*Work instructions*. Copy out again the lines from the one containing "Could you please mark the denim vest" through the last line, requests included. Scale every coordinate in the answers by 0.6, round each to a whole number with halves going up, and leave the requests as they are.

____

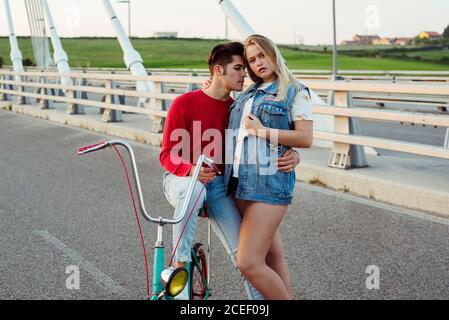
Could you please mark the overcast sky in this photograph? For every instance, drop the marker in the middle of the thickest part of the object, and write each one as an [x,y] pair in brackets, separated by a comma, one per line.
[285,21]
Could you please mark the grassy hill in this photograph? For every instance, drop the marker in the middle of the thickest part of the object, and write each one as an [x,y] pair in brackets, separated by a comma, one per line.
[192,53]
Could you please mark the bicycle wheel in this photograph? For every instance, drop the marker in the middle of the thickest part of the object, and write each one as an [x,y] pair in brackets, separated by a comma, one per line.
[199,289]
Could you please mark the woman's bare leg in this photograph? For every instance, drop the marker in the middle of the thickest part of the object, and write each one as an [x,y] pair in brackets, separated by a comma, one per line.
[276,260]
[259,225]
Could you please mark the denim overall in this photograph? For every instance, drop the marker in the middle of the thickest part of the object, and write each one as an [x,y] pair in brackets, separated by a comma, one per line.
[258,179]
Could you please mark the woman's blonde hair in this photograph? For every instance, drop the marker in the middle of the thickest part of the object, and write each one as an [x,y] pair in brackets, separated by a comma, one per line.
[281,70]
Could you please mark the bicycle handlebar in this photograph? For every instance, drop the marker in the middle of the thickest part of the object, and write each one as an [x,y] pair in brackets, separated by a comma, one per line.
[202,159]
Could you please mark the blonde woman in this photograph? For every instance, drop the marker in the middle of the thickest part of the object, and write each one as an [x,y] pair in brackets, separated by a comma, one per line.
[272,115]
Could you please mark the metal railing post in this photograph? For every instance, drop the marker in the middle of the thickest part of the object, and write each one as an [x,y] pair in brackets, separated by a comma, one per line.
[111,115]
[158,122]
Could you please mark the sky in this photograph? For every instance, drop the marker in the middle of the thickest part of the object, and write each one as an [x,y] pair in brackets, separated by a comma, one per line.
[284,21]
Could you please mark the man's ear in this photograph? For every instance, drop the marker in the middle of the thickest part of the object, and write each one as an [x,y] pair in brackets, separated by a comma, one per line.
[218,70]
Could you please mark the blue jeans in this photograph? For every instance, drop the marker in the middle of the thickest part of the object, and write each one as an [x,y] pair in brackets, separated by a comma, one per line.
[222,212]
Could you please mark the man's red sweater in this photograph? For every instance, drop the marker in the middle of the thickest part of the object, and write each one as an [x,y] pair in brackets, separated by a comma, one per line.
[195,124]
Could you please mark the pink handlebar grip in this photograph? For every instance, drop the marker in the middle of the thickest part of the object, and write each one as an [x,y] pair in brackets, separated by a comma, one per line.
[92,147]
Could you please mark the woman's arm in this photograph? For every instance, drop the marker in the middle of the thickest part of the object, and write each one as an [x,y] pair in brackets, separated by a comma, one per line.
[300,137]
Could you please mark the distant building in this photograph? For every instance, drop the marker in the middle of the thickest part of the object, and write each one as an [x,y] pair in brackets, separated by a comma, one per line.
[383,41]
[361,40]
[403,41]
[376,40]
[165,34]
[429,35]
[365,39]
[349,42]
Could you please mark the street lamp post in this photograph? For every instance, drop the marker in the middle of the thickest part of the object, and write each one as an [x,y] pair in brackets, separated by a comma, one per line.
[129,15]
[334,54]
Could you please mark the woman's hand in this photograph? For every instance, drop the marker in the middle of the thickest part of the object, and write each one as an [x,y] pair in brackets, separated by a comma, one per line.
[206,84]
[253,125]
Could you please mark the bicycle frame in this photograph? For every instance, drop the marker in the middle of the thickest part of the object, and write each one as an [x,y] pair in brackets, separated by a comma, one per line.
[159,247]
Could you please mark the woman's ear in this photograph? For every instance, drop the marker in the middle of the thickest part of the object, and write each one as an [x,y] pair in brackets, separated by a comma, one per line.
[218,70]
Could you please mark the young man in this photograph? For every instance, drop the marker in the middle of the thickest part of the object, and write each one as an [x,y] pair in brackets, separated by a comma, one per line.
[195,125]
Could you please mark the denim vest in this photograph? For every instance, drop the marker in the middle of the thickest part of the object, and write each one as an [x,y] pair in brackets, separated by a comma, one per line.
[259,180]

____

*Expected answer*.
Could you please mark the denim vest in this photograph? For every instance, drop the marker in the middle of the thickest part of the object, and write each one as an [x,y] pair in brackets, separated by a comma, one per line.
[155,108]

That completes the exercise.